**REQUIRED TASK**
Tally the lines below that contain the string "door", where case counts, and give only the number.

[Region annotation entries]
----
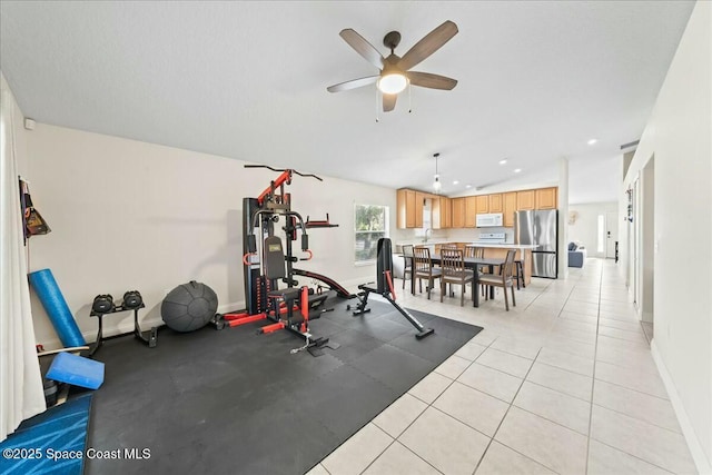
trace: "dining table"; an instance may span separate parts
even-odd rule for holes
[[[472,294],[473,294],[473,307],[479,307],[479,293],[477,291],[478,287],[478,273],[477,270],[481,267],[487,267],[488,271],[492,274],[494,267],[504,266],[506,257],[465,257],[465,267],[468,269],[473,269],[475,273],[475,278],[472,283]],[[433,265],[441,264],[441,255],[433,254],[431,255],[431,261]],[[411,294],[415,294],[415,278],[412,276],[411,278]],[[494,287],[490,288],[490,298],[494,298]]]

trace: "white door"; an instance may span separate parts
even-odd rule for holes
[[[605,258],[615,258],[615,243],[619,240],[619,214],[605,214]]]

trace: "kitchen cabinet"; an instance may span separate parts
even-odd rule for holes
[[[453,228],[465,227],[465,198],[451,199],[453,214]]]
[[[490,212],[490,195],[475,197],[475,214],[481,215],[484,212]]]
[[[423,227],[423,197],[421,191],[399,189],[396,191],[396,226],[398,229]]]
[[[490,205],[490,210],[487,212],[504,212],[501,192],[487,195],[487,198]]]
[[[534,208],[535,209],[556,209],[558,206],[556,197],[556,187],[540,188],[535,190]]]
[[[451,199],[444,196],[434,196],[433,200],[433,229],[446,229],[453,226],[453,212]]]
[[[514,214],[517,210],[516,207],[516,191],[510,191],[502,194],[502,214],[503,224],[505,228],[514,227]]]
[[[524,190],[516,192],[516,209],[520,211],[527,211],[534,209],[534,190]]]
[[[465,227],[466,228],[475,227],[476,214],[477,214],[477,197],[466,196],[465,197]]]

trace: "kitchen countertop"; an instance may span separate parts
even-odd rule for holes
----
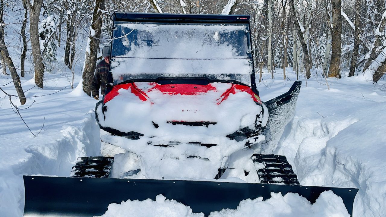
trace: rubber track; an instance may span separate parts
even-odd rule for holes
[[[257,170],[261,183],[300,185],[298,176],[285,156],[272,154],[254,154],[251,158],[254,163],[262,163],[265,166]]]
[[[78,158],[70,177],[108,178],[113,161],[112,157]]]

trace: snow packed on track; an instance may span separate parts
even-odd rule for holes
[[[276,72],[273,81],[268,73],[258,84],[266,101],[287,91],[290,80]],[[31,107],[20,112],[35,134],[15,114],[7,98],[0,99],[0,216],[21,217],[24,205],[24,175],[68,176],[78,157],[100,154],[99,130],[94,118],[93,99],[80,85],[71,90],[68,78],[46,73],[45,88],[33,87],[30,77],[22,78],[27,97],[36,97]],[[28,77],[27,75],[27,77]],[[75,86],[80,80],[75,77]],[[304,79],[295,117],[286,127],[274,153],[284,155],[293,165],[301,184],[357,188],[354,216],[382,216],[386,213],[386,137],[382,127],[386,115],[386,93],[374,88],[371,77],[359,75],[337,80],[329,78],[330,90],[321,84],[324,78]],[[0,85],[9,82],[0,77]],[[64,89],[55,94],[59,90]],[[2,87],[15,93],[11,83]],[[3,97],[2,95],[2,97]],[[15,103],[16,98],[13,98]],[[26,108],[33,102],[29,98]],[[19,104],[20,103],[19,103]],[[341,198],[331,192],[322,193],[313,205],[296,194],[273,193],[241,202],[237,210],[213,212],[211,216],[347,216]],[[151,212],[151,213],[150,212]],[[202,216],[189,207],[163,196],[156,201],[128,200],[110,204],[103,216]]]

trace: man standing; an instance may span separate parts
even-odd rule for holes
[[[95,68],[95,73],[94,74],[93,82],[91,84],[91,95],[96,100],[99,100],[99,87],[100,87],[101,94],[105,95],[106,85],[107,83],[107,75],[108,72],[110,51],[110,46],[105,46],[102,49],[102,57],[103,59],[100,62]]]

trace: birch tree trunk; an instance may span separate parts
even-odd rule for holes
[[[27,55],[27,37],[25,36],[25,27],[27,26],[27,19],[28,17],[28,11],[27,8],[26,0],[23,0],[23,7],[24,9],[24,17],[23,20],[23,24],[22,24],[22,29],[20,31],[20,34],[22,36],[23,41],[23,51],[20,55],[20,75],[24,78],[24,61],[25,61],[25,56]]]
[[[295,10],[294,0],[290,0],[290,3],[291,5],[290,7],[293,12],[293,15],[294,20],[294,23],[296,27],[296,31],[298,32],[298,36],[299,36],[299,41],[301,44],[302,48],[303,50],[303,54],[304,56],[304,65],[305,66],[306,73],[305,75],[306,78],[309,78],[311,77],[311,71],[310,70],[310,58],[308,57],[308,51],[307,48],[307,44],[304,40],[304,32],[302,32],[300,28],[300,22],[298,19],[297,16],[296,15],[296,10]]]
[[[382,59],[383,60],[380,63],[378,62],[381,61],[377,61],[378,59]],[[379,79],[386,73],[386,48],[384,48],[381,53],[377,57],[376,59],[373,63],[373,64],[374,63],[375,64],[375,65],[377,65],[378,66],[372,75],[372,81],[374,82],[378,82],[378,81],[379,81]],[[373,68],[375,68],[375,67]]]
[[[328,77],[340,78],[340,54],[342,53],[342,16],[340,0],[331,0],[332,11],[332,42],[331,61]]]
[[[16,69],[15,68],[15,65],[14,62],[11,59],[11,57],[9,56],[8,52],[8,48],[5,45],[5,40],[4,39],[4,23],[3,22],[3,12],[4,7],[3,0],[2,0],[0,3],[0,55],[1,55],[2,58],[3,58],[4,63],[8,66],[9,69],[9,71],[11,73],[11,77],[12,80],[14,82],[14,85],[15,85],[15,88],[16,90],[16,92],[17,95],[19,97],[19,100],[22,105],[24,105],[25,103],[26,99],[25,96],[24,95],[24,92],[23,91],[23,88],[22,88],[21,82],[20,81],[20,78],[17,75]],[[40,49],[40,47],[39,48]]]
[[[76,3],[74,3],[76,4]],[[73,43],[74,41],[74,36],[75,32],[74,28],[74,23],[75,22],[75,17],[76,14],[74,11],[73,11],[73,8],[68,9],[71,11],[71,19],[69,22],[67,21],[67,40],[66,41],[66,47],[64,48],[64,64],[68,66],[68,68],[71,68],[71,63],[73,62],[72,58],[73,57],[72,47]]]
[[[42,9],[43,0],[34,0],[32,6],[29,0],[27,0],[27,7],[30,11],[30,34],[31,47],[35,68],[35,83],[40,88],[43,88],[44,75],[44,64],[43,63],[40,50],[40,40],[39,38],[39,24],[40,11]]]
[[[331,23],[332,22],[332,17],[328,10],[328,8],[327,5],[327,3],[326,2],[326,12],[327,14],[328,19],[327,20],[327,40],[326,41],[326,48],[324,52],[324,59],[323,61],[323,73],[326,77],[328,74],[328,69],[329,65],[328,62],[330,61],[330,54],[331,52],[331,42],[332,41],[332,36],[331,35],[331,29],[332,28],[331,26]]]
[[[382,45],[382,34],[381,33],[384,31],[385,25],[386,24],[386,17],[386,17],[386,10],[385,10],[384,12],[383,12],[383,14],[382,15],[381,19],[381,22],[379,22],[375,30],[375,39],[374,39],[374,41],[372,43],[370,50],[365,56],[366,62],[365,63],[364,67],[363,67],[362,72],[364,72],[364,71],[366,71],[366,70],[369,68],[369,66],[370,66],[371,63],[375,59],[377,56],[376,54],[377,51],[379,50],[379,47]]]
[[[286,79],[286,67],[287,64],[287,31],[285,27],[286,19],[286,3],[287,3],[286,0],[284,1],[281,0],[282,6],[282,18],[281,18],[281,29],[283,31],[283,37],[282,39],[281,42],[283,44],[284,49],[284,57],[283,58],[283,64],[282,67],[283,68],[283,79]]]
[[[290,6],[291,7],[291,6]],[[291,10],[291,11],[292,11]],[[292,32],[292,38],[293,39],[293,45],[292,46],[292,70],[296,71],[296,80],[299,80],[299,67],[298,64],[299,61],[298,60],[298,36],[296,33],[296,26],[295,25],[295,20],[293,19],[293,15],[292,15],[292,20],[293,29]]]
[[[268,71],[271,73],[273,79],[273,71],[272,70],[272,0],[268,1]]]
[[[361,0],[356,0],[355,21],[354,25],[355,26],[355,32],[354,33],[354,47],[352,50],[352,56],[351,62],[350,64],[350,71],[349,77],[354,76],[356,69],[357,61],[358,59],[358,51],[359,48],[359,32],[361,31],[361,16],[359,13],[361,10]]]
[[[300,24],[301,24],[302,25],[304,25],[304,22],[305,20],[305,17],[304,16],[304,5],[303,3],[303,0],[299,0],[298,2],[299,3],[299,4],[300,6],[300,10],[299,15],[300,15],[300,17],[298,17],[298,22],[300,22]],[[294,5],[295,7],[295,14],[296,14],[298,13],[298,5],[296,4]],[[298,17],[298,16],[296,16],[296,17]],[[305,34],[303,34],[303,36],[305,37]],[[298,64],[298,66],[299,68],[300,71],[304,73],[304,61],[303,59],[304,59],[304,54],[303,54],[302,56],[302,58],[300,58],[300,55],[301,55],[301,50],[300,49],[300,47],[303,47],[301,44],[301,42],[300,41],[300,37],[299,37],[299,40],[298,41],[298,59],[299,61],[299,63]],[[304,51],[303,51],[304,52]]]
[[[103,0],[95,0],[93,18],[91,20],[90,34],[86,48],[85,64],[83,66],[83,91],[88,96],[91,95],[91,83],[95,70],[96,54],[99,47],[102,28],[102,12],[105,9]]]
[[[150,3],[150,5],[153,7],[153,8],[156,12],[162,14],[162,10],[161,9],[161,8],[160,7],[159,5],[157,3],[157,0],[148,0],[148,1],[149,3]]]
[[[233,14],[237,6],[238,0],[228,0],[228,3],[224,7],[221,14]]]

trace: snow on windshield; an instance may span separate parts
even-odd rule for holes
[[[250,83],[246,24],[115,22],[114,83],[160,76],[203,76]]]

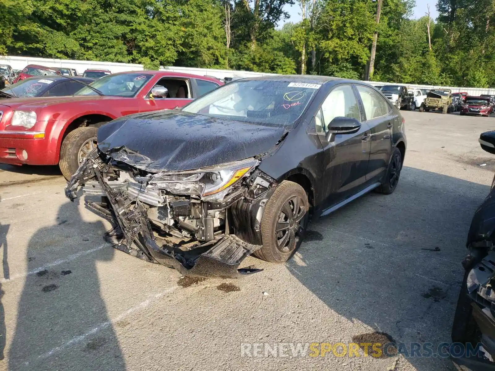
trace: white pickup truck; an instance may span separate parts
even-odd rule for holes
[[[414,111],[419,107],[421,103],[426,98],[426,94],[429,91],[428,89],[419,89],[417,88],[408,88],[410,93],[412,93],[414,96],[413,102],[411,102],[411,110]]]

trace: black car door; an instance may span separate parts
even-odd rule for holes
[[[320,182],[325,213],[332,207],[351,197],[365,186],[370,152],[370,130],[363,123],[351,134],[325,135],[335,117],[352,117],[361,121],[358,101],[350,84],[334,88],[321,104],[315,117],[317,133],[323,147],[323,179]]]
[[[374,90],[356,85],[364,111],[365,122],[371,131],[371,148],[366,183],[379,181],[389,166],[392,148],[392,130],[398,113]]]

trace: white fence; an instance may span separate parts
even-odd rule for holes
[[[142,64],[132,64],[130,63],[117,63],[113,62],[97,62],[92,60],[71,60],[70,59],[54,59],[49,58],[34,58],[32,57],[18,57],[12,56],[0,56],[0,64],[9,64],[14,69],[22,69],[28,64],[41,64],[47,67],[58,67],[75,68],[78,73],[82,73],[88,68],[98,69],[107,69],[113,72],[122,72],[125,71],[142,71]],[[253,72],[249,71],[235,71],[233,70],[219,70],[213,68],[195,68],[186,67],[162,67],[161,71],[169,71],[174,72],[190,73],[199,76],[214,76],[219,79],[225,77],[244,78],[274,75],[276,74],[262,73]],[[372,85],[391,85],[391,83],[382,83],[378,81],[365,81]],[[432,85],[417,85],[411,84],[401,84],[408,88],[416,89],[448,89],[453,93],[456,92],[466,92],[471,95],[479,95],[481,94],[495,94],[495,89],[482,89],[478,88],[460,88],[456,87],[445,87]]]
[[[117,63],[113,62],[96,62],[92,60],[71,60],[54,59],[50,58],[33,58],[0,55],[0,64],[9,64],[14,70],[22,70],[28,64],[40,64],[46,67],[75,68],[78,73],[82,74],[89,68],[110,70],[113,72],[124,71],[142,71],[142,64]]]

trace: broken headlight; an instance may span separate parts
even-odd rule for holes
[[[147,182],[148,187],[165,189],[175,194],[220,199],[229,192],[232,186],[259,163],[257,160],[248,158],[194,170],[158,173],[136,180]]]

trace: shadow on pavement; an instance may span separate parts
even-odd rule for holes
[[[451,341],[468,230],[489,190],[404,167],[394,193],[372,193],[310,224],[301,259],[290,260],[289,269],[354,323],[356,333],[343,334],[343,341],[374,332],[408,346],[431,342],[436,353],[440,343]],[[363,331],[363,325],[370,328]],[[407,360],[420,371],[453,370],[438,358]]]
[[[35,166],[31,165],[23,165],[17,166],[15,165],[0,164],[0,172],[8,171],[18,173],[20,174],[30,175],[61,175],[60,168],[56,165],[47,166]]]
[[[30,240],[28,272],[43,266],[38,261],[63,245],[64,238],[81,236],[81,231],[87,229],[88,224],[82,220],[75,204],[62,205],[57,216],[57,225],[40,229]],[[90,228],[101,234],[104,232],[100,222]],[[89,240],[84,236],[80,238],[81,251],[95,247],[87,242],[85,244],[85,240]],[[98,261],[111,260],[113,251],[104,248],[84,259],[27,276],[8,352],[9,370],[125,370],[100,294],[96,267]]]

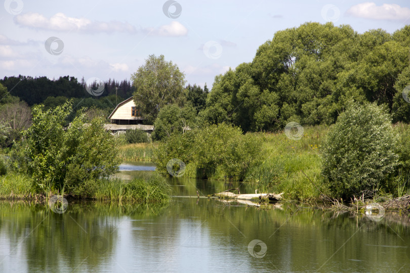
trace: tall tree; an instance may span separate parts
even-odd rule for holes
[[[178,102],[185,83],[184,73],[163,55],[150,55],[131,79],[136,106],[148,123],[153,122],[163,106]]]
----
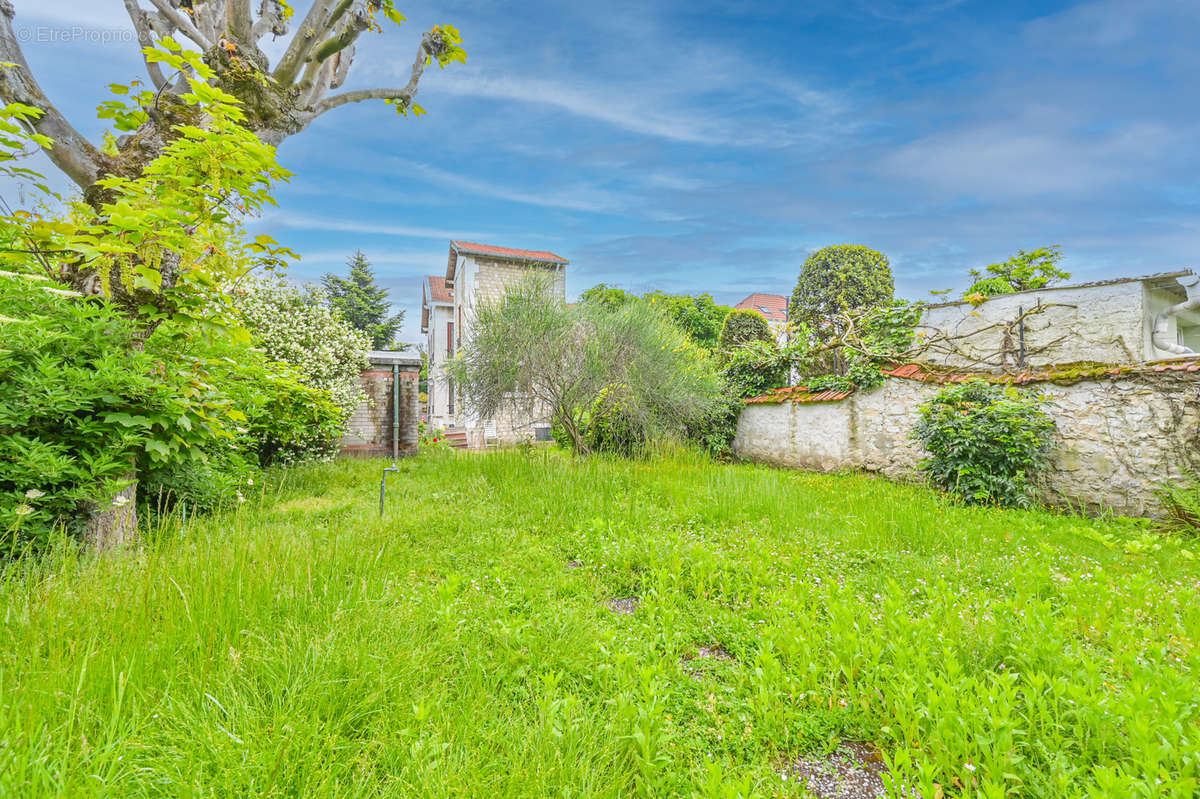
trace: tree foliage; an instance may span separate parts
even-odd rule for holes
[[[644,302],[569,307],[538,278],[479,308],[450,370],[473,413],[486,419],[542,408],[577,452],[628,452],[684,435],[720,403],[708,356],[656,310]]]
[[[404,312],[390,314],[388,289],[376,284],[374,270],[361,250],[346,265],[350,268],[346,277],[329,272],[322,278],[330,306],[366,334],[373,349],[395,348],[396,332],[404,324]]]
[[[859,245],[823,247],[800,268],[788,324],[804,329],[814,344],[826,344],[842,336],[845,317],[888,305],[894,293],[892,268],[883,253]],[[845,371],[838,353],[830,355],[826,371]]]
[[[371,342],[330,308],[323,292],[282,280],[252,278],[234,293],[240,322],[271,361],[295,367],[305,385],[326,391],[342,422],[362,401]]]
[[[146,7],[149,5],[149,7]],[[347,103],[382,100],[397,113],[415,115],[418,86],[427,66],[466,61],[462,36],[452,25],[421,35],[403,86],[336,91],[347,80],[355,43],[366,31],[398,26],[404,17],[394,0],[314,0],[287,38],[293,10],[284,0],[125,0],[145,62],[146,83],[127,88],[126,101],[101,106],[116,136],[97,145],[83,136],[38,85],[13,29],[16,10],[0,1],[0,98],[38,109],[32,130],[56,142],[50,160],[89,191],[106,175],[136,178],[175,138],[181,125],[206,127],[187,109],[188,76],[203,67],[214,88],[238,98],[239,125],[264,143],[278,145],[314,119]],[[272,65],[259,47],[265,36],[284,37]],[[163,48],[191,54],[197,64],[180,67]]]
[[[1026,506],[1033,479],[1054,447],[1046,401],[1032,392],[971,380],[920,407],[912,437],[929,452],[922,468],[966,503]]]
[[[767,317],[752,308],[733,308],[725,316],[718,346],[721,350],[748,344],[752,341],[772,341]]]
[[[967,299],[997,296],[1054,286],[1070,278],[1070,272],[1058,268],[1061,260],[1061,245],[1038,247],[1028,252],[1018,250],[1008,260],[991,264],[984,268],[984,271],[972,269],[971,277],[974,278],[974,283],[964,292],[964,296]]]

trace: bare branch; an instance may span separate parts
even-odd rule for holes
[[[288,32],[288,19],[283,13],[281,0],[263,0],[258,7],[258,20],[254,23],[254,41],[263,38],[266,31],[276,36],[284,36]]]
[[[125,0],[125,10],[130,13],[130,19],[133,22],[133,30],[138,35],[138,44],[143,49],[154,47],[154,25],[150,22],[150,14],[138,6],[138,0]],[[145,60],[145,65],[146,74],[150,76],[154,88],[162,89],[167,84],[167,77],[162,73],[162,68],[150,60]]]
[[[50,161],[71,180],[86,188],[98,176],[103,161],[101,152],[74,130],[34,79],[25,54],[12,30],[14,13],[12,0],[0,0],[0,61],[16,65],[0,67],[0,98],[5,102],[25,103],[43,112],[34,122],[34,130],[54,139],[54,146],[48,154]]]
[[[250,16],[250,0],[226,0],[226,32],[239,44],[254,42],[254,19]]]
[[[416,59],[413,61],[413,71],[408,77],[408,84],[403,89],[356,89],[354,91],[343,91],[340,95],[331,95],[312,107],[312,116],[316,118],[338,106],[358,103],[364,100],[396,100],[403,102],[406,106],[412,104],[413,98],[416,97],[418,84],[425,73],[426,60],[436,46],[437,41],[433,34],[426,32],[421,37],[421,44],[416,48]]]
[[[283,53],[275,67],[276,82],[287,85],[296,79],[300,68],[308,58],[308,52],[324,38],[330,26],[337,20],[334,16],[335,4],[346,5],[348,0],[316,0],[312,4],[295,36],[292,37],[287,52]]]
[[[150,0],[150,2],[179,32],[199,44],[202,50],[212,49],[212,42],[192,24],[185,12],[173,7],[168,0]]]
----
**FULL SOLUTION**
2